Rewrite the stretch of lines from the one containing "the green shrub" through the end as a numbered list, skipping any blank lines.

** Start of Information provided **

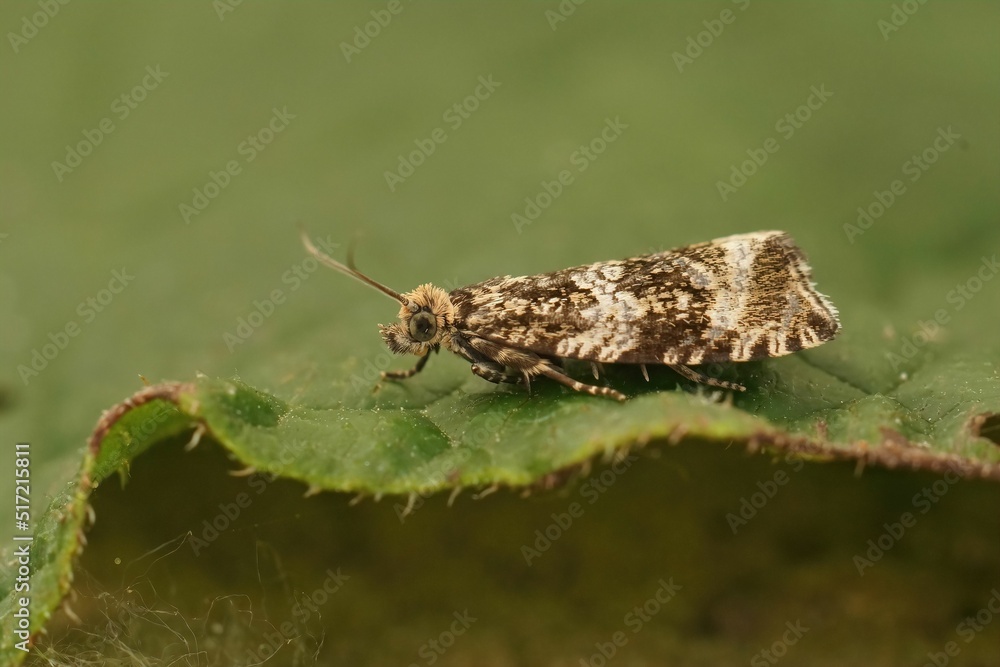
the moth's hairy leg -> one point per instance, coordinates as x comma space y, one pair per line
494, 373
530, 364
695, 376
402, 375
554, 374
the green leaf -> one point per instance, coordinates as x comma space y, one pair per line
290, 353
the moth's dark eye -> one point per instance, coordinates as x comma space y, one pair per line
423, 326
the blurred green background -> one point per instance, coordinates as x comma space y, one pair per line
225, 73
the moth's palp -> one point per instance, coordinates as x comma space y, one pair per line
349, 270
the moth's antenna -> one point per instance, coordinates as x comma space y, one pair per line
348, 270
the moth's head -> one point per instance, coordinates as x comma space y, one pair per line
424, 317
425, 314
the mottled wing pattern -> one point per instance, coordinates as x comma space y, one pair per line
737, 298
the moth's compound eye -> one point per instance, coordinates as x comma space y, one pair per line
423, 326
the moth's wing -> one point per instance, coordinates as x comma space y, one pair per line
737, 298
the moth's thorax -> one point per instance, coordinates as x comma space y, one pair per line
428, 303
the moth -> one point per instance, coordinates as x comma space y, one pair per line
738, 298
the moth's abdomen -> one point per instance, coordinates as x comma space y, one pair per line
733, 299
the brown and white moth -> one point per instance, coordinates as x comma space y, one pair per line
737, 298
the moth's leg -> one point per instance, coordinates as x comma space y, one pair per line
402, 375
695, 376
554, 374
494, 373
529, 363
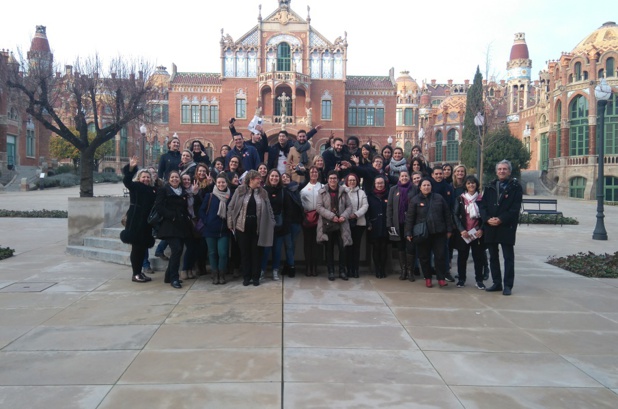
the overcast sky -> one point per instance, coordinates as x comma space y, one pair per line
439, 40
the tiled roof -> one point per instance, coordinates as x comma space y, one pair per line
197, 78
369, 82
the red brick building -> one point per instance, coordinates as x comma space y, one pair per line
286, 71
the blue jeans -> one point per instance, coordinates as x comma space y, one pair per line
276, 249
146, 262
218, 252
290, 243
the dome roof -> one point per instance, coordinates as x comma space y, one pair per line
603, 39
39, 42
519, 50
405, 83
453, 103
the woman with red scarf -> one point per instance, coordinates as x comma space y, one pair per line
378, 233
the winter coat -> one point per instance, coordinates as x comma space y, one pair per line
237, 212
392, 210
437, 214
168, 162
344, 210
360, 205
376, 216
506, 207
176, 220
295, 211
214, 226
142, 197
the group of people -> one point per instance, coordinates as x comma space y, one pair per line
254, 199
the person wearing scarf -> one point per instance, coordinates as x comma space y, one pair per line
398, 163
176, 226
378, 232
467, 217
398, 199
213, 214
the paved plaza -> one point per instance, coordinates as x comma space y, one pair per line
77, 333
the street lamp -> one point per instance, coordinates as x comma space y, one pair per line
602, 92
143, 130
479, 120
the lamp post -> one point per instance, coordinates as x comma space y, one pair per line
479, 120
143, 130
603, 93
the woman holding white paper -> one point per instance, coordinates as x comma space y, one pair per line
469, 223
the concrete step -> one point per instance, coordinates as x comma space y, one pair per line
112, 232
107, 243
114, 256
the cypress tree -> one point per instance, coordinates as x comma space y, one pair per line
474, 104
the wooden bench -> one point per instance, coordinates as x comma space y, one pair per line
540, 207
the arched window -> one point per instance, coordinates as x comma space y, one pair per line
452, 146
283, 57
124, 142
439, 146
578, 71
611, 189
578, 132
558, 127
610, 68
577, 186
611, 126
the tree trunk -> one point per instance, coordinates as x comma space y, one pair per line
86, 166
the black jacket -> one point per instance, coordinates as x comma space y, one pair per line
437, 214
167, 163
505, 206
137, 230
176, 221
376, 215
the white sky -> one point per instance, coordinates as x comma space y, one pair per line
439, 40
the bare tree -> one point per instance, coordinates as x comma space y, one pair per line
86, 94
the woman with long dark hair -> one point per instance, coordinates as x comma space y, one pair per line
213, 214
176, 227
378, 232
357, 221
432, 210
399, 199
137, 231
309, 199
470, 226
334, 208
250, 217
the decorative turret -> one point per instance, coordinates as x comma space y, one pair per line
519, 70
40, 55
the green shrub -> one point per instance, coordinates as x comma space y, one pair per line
49, 214
588, 264
64, 169
106, 177
546, 219
6, 252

** End of Information provided **

◆ Exercise result:
1. the green shrub -> one point per instance, coordinates as x comma space y, one pair per line
2. 49, 214
3. 588, 264
4. 64, 169
5. 106, 177
6. 546, 219
7. 6, 252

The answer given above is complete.